* **Text section**
Alderman on the Edmonton Town Council
- In office January 3, 1893 – January 2, 1894
- In office December 14, 1896 – December 10, 1900

Alderman on the Edmonton City Council
- In office December 12, 1904 – 1905

Personal details
- Born: September 7, 1858 Port Elgin, Canada West
- Died: July 27, 1940 (aged 81) Vancouver, British Columbia
- Spouse(s): Anne Logar Lauder (d. 1927), Mary Belle McKinnon
- Children: 9
- Occupation: Builder

= Kenneth McLeod =

Canadian politician (1858–1940)

Kenneth Archibald McLeod (September 7, 1858 - July 27, 1940), was a politician in Alberta, Canada and a municipal councillor in Edmonton. He was also the builder of the McLeod Building, Edmonton's first skyscraper.

==Early life and career==
McLeod was born September 7, 1858, in Port Elgin, Canada West. His family moved to Kansas in 1870 and homesteaded near Solomon three years before moving to Lynchburg, Virginia. McLeod worked with his father in the lumber and construction businesses.

In 1879, he moved to Winnipeg, where he stayed for two years before setting out for Edmonton August 5, 1881. His journey was on foot, in the company of two other men with three oxen, three Red River carts, a buckboard, and a pony. After ninety-one days of travel, he arrived in Edmonton November 3.

In Edmonton, he worked as a carpenter and builder until 1888. In 1893, he opened the first sash and door factory and planing mill in the city, which he operated for seven years before selling it in 1900. Also in 1893, he built Fire Hall No. 1, which served as home to the city's fire brigade, police department, town offices, and court house.

==Municipal politics==
McLeod entered municipal politics in 1893 by running for alderman on the Edmonton Town Council. He was elected, finishing second of nine candidates in a race in which the top six were elected. He did not seek re-election in 1894, but returned to council in 1896, when he placed first of nine candidates for alderman. He was re-elected in 1897 (again placing first of nine candidates) and 1898, when he was one of three candidates elected to a two-year term as part of Edmonton's plans to stagger aldermanic terms.

He did not seek re-election when this term expired in 1900, but returned to municipal politics as part of Edmonton's first city council by running in the 1904 election. He finished third of seventeen candidates in this election (to fill eight seats). He was elected to a two-year term but resigned in 1905. He did not return to political life thereafter.

In addition to his municipal activities, McLeod sat on the public school board from 1901 until 1905.

==The McLeod Building==
In 1912, McLeod announced the construction of the nine storey McLeod building, planned to be the tallest in the city. Modeled after Spokane's Polson Building, it was completed in 1915 at a cost of six hundred thousand dollars. It required twelve hundred tons of steel, primarily because McLeod insisted on building it with footings large enough for a fifty-storey building. It was the first building in Edmonton to be wired with conduits, and remains standing to this day.

==Family life and other interests==
In 1894, McLeod married Anne Logar Lauder; the couple had nine children before she died in 1927.

McLeod was active with the Freemasons, the Edmonton Board of Trade, the Presbyterian Church, and the Liberal Party of Alberta. He was also a founding member of the Kony Island Sporting Company in 1894 at South Cooking Lake alongside William Short (Alberta politician), and Arthur Cushing.

In 1930 McLeod retired to Vancouver, British Columbia, where he remarried (to Mary Belle McKinnon). He died July 27, 1940.

* **Task instructions**
[1] In the Kenneth McLeod biography, rewrite the part that opens with the words "McLeod was active" and closes with "and Arthur Cushing.", replacing "Kony Island Sporting Company" with "Kony Island Sporting Club".
[2] According to the Kenneth McLeod biography, how many days did his journey on foot from Winnipeg to Edmonton take?

Data entries
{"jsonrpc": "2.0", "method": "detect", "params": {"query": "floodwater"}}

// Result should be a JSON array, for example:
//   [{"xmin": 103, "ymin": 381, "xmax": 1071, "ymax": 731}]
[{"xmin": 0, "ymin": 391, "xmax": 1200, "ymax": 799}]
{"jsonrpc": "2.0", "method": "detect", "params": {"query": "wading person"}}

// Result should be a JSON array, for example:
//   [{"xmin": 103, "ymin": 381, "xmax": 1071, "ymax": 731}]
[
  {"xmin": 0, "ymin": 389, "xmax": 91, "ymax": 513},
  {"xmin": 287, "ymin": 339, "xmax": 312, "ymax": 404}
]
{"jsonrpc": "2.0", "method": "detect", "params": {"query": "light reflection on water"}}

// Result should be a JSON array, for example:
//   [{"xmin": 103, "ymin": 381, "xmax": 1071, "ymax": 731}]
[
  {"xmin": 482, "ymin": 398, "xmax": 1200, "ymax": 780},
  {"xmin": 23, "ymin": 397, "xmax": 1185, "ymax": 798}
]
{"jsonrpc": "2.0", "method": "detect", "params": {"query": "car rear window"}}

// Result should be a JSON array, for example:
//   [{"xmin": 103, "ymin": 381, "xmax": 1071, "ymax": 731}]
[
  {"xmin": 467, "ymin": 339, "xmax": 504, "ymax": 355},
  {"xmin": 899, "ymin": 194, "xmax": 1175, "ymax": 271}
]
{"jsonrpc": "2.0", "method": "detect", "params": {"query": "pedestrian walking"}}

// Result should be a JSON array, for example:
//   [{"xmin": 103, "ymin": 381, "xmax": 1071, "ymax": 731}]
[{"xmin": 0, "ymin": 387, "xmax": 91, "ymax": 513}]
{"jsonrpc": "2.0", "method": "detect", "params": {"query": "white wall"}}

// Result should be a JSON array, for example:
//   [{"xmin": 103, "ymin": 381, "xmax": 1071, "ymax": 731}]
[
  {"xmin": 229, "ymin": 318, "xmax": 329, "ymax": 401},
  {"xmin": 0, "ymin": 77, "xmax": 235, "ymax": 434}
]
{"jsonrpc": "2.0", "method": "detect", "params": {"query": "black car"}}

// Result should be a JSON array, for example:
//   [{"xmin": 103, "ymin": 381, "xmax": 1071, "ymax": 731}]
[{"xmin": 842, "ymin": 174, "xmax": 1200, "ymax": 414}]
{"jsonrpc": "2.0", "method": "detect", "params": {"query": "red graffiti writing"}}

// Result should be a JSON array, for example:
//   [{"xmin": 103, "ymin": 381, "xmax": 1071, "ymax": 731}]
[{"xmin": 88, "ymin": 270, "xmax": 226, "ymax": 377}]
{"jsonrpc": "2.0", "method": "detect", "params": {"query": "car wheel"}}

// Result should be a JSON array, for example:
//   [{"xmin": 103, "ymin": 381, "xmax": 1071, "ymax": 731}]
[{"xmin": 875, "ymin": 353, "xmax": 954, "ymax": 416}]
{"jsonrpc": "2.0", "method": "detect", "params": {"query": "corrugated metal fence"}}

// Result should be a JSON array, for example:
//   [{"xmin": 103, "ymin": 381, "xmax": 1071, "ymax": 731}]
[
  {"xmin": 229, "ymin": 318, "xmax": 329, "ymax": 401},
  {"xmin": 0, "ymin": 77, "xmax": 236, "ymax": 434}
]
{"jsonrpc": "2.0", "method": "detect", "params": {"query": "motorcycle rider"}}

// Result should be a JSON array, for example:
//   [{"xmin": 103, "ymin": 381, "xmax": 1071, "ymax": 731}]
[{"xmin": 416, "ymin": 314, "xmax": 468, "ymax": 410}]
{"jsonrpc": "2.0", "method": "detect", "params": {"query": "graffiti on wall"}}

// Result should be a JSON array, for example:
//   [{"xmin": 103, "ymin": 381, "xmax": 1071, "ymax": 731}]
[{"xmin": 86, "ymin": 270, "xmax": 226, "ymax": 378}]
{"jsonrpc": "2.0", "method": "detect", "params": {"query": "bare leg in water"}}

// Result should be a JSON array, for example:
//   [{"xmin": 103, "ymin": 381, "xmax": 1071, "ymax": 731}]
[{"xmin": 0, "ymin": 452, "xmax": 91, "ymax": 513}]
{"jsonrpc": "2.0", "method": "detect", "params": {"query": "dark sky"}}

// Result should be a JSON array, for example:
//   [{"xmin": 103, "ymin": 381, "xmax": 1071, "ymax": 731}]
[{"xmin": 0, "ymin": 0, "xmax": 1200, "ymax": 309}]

* **Answers to the exercises**
[1]
McLeod was active with the Freemasons, the Edmonton Board of Trade, the Presbyterian Church, and the Liberal Party of Alberta. He was also a founding member of the Kony Island Sporting Club in 1894 at South Cooking Lake alongside William Short (Alberta politician), and Arthur Cushing.

[2] Ninety-one days.